-- TEXTE À LIRE --

==================================================

Après l’édition d’un certain nombre de documents, Étienne Houvet envisage un travail méthodique, ce qui aboutira au projet d’un premier album de 96 planches, consacré au « Portail royal ». Aucun éditeur n’a voulu s’engager dans cette opération périlleuse.
Alors il se lance lui-même dans une véritable aventure. En 1919, il publie à compte d’auteur. Pour payer l’imprimeur, Faucheux, à Chelles, il doit contracter un emprunt et le garantir par le gage de sa propre maison.
Le succès est au-delà de toute espérance ; l’ouvrage, honoré d’une préface d’Émile Mâle, se vend très bien et lui permet de régler l’emprunt de 7000 francs.

Voilà qui le rend audacieux. Malgré une pleurésie au cours de l’été, il met en chantier deux nouveaux albums consacrés au portail nord, qui paraissent en janvier 1920. Ils présentent l’histoire du monde depuis sa création jusqu’à la mort de la Vierge. C’est ce portail que notre photographe affectionnait particulièrement pour toute la symbolique qui y est présentée : la figuration de la création, la silhouette ascétique de Jean-Baptiste qui invite à la conversion, les réalités de la vie quotidienne dans les travaux des mois.
Dans la même année, il réalise la publication de deux autres albums présentant le portail sud, celui de la nouvelle alliance : le Christ au milieu de ses apôtres, escorté des martyrs à sa droite et des confesseurs à sa gauche.

Cette année 1920 aura été très dure : un état de santé déficient, une angoisse morale occasionnée par un nouvel emprunt de 20.000 francs mettent notre homme à rude épreuve.
Heureusement, le succès du portail royal entraîne un succès renouvelé pour les quatre nouveaux volumes.
Après des jours sombres, Houvet se voit sauvé.

==================================================

-- CONSIGNE 1 --
Selon le texte sur Étienne Houvet, combien de planches comptait le premier album consacré au « Portail royal » ?
-- CONSIGNE 2 --
Indiquez s’il vous plaît si chacune de ces affirmations concorde avec le texte sur Étienne Houvet, en répondant par oui ou non et en citant les mots décisifs : (a) un éditeur a accepté de publier le premier album ; (b) les deux albums sur le portail nord paraissent en janvier 1920 ; (c) la préface du premier album est signée d’Émile Mâle.
Les données ne servent pas ici.

==================================================

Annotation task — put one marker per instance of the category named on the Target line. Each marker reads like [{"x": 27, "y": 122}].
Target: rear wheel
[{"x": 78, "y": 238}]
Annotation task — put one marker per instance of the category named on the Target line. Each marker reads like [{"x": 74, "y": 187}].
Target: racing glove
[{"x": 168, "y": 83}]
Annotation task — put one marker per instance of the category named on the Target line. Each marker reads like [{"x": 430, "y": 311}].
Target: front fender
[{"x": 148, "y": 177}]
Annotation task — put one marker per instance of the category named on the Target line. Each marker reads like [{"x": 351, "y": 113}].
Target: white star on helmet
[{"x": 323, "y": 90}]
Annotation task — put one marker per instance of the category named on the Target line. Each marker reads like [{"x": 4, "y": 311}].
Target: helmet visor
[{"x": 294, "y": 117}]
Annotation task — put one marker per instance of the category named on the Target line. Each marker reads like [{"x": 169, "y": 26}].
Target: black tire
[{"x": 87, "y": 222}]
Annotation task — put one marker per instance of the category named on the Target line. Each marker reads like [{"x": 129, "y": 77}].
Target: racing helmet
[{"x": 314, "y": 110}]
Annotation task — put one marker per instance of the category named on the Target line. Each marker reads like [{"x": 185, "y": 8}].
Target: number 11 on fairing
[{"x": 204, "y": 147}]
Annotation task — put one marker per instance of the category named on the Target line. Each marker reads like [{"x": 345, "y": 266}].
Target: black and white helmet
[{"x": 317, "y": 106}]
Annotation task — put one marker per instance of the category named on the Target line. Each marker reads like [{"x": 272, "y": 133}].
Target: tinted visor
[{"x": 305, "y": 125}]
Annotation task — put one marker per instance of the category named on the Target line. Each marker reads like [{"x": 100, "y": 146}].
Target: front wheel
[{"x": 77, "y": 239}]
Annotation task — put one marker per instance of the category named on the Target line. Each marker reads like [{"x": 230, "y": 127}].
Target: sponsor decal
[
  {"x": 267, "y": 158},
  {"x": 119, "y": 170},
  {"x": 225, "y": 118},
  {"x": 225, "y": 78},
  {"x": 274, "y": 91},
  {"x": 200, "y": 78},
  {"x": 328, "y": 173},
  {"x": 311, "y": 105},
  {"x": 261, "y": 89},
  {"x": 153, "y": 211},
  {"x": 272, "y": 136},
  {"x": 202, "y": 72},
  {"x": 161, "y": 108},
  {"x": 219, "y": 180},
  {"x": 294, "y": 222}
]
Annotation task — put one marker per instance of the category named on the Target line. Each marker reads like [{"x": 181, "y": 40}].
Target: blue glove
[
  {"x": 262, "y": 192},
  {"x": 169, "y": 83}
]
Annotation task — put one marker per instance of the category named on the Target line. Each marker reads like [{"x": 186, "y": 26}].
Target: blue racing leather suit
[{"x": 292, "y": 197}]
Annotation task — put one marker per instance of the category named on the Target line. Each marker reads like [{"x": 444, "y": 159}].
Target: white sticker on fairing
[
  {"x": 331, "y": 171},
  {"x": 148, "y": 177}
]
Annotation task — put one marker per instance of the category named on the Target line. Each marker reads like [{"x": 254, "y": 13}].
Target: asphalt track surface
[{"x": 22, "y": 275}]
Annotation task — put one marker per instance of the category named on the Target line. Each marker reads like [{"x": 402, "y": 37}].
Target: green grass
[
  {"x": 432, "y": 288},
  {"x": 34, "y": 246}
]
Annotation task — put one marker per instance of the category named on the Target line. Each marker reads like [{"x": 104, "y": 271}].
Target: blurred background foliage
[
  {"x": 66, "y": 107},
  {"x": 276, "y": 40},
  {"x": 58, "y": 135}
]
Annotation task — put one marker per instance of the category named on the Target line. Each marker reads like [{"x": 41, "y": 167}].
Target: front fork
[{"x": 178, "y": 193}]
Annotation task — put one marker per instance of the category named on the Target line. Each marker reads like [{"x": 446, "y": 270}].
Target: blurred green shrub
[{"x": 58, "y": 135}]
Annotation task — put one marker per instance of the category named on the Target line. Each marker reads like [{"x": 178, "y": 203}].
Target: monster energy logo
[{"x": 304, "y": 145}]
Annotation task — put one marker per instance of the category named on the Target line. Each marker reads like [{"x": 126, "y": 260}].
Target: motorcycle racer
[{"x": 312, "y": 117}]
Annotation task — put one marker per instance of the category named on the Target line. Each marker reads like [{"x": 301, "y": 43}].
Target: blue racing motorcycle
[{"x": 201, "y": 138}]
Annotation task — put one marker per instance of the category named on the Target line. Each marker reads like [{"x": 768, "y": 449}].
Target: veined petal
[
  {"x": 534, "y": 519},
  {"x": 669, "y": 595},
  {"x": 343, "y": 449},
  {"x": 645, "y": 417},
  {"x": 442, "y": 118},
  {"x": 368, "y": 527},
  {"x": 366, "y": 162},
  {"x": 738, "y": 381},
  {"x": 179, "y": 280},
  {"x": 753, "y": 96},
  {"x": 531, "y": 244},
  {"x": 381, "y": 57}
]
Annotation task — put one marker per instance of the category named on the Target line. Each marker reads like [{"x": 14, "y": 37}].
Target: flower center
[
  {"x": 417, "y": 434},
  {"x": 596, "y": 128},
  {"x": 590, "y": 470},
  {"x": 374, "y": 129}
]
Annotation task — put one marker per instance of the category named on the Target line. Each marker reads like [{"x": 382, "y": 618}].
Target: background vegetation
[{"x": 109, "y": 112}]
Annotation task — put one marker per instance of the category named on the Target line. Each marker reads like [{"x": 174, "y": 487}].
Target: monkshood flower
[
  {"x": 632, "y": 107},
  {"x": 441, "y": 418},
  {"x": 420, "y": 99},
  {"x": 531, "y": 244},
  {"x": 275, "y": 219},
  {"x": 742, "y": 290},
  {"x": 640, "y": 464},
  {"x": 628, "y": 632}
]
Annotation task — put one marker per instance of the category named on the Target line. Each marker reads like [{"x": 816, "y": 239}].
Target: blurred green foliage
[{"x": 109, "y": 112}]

==================================================

-- RÉPONSE 1 --
Le premier album comptait 96 planches.

-- RÉPONSE 2 --
(a) Non : « Aucun éditeur n’a voulu s’engager dans cette opération périlleuse. »
(b) Oui : « qui paraissent en janvier 1920 »
(c) Oui : « honoré d’une préface d’Émile Mâle »